Shape labeling records:
=-=-=

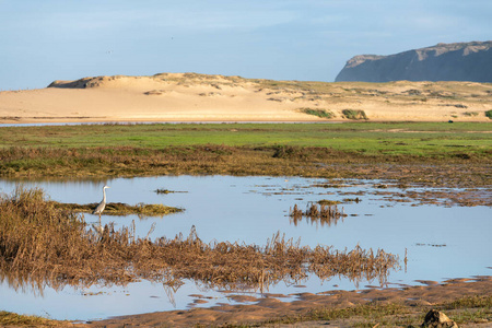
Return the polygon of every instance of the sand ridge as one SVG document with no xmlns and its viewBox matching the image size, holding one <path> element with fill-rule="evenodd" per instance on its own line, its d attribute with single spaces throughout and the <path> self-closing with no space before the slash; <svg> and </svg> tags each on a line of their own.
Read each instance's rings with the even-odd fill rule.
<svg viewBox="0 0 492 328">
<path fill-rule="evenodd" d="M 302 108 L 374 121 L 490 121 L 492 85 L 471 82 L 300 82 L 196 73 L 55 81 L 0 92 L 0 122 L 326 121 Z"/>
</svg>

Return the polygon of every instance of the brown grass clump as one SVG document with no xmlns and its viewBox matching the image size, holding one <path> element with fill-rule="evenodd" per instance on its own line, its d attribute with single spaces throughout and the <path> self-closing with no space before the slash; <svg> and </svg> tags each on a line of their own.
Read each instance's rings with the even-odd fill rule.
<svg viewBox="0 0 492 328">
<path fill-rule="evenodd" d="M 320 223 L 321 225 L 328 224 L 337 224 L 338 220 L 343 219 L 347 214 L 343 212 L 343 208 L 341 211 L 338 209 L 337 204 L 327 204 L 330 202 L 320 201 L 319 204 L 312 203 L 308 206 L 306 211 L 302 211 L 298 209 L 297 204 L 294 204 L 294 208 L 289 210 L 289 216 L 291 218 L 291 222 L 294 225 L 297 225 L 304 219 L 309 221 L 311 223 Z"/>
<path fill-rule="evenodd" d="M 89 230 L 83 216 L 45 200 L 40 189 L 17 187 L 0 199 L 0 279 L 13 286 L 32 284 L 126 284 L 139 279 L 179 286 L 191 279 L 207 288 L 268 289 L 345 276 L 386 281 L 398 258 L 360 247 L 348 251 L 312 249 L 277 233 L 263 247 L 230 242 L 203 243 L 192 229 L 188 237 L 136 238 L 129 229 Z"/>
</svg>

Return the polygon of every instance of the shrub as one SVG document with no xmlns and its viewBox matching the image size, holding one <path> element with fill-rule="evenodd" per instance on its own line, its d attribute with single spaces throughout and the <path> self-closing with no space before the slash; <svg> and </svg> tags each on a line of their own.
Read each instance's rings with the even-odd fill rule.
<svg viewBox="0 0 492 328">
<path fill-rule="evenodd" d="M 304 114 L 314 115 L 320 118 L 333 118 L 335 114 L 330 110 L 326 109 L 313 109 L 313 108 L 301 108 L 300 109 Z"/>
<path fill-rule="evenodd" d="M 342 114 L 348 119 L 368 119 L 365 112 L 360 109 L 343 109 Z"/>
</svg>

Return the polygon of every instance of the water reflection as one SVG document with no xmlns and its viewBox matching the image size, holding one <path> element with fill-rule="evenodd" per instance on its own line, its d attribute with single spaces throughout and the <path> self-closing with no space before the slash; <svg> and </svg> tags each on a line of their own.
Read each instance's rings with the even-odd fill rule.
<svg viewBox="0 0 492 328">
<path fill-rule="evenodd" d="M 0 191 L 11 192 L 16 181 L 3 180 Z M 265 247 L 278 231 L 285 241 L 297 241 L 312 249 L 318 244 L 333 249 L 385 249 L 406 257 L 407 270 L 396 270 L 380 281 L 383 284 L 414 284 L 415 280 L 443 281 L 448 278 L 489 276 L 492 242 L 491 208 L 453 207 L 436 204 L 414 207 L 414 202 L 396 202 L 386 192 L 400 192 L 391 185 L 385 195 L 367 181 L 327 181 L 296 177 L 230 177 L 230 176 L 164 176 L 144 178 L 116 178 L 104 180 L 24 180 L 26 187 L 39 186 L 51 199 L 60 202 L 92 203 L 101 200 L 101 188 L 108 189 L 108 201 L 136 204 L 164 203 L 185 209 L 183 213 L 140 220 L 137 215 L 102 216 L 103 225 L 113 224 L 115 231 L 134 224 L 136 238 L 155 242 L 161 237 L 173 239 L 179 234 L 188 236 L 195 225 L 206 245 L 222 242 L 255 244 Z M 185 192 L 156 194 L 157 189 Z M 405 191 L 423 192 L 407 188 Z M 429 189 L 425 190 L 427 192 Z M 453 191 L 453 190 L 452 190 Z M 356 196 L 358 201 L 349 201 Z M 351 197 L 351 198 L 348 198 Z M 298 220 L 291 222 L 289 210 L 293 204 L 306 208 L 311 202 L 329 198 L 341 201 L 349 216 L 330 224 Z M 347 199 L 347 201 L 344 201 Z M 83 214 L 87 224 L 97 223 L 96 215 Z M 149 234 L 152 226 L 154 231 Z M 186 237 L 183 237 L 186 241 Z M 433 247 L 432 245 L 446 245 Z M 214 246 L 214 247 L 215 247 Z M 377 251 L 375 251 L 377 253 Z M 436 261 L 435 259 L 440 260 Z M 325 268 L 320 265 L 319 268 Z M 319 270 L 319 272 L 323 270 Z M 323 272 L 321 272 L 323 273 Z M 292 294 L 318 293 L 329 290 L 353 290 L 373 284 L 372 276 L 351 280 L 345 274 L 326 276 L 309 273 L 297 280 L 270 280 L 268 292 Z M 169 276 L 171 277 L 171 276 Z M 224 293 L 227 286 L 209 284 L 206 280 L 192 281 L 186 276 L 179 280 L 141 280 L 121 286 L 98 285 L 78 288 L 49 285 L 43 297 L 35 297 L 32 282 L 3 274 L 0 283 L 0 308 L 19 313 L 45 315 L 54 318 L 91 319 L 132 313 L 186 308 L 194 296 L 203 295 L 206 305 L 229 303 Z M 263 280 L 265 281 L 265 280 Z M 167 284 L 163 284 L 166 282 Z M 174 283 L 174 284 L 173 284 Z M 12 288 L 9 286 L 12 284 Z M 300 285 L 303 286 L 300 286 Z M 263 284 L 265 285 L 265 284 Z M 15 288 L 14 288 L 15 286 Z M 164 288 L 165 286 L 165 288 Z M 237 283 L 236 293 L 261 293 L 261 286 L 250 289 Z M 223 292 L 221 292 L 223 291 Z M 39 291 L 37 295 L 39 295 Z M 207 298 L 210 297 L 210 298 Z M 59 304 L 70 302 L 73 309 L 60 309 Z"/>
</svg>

=-=-=

Stated problem
Working from the lines above, reproduce the material exactly and exclude its pictures.

Task solution
Return the polygon of every instance of the sand ridge as one SVG document with no xmlns and its viewBox matching the image size, holding one <path> element with fill-rule="evenodd" per instance on its own line, its d attribute with single spaces throughout and the <path> self-closing with no space before the slash; <svg> and </svg> tags each on a line of their own.
Read each instance's rings with the even-odd fill rule.
<svg viewBox="0 0 492 328">
<path fill-rule="evenodd" d="M 302 108 L 374 121 L 490 121 L 492 85 L 471 82 L 300 82 L 196 73 L 55 81 L 0 92 L 0 122 L 326 121 Z"/>
</svg>

Return the polygon of every instance of the brown grass clump as one SVG document with no xmlns and its viewBox matching the image size, holding one <path> element with fill-rule="evenodd" per instance on its own line, its d attribute with single spaces throughout and the <path> self-closing with no space before the slash; <svg> and </svg> tags each on a line of their own.
Read each instance's rings with the even-odd fill rule.
<svg viewBox="0 0 492 328">
<path fill-rule="evenodd" d="M 320 223 L 321 225 L 328 224 L 337 224 L 338 220 L 343 219 L 347 214 L 343 212 L 343 208 L 341 211 L 338 209 L 337 204 L 327 204 L 330 202 L 320 201 L 319 204 L 312 203 L 308 206 L 306 211 L 302 211 L 298 209 L 297 204 L 294 204 L 294 208 L 289 210 L 289 216 L 291 218 L 291 222 L 294 225 L 297 225 L 304 219 L 309 221 L 311 223 Z"/>
<path fill-rule="evenodd" d="M 89 230 L 83 216 L 45 200 L 40 189 L 17 187 L 0 199 L 0 279 L 13 286 L 32 284 L 126 284 L 139 279 L 179 286 L 191 279 L 207 288 L 268 289 L 345 276 L 386 281 L 398 258 L 360 247 L 348 251 L 312 249 L 277 233 L 263 247 L 230 242 L 203 243 L 192 229 L 188 237 L 136 238 L 129 229 Z"/>
</svg>

Return the polygon of every instance of the shrub as one SVG document with no xmlns and its viewBox matching the image size, holding one <path> element with fill-rule="evenodd" per instance on its own line, its d attribute with single spaces throughout and the <path> self-closing with no space before the slash; <svg> and </svg> tags each on a line of their own.
Read each instance's rings with the even-odd fill rule.
<svg viewBox="0 0 492 328">
<path fill-rule="evenodd" d="M 304 114 L 314 115 L 320 118 L 333 118 L 335 114 L 330 110 L 326 109 L 313 109 L 313 108 L 301 108 L 300 109 Z"/>
<path fill-rule="evenodd" d="M 342 114 L 348 119 L 368 119 L 365 112 L 360 109 L 343 109 Z"/>
</svg>

Return the polygon of every instance of the water reflection as one SVG document with no xmlns and its viewBox matching the image size, holding one <path> element with fill-rule="evenodd" per instance on its own line, its d attribute with single spaces throughout and the <path> self-closing with no space before the slash; <svg> and </svg> tags each on a line of their own.
Read each instance's rings with the even-odd fill rule.
<svg viewBox="0 0 492 328">
<path fill-rule="evenodd" d="M 0 191 L 11 192 L 16 181 L 3 180 Z M 265 247 L 278 231 L 285 241 L 297 241 L 312 249 L 318 244 L 333 249 L 385 249 L 406 257 L 407 270 L 396 270 L 380 281 L 383 284 L 414 284 L 415 280 L 443 281 L 448 278 L 489 276 L 492 242 L 491 208 L 453 207 L 436 204 L 414 207 L 414 202 L 396 202 L 386 192 L 400 192 L 391 185 L 385 195 L 367 181 L 327 181 L 296 177 L 230 177 L 230 176 L 164 176 L 144 178 L 116 178 L 104 180 L 24 180 L 26 187 L 39 186 L 51 199 L 60 202 L 92 203 L 101 200 L 101 188 L 108 189 L 108 201 L 136 204 L 164 203 L 185 209 L 183 213 L 140 220 L 137 215 L 102 216 L 103 225 L 113 224 L 115 231 L 134 224 L 136 238 L 155 242 L 161 237 L 173 239 L 179 234 L 188 236 L 195 225 L 206 245 L 222 242 L 255 244 Z M 185 192 L 156 194 L 157 189 Z M 405 191 L 423 192 L 407 188 Z M 429 189 L 425 190 L 427 192 Z M 453 191 L 453 190 L 452 190 Z M 356 196 L 358 201 L 349 201 Z M 351 197 L 351 198 L 348 198 Z M 298 220 L 291 222 L 289 210 L 293 204 L 306 208 L 311 202 L 329 198 L 341 201 L 349 216 L 330 224 Z M 347 199 L 347 201 L 344 201 Z M 83 214 L 87 224 L 97 223 L 96 215 Z M 149 234 L 152 226 L 154 231 Z M 186 237 L 183 237 L 186 241 Z M 433 247 L 432 245 L 446 245 Z M 214 246 L 214 247 L 215 247 Z M 377 251 L 375 251 L 377 253 Z M 436 261 L 435 259 L 440 260 Z M 325 268 L 320 265 L 319 268 Z M 319 270 L 319 272 L 323 270 Z M 323 272 L 321 272 L 323 273 Z M 292 294 L 318 293 L 329 290 L 353 290 L 373 284 L 372 276 L 351 280 L 345 274 L 326 276 L 309 273 L 297 280 L 270 280 L 268 292 Z M 169 276 L 171 277 L 171 276 Z M 224 293 L 227 286 L 209 284 L 206 280 L 192 281 L 186 276 L 179 280 L 141 280 L 121 286 L 98 285 L 78 288 L 49 285 L 43 297 L 35 297 L 32 282 L 3 274 L 0 283 L 0 308 L 19 313 L 45 315 L 54 318 L 91 319 L 132 313 L 186 308 L 194 296 L 203 295 L 206 305 L 229 303 Z M 263 280 L 265 281 L 265 280 Z M 167 284 L 163 284 L 166 282 Z M 174 283 L 174 284 L 173 284 Z M 12 288 L 9 286 L 12 284 Z M 300 285 L 303 286 L 300 286 Z M 263 284 L 265 285 L 265 284 Z M 15 288 L 14 288 L 15 286 Z M 164 288 L 165 286 L 165 288 Z M 237 283 L 236 293 L 261 293 L 261 286 L 250 289 Z M 223 292 L 221 292 L 223 291 Z M 39 291 L 37 295 L 39 295 Z M 207 298 L 210 297 L 210 298 Z M 59 304 L 70 302 L 73 309 L 60 309 Z"/>
</svg>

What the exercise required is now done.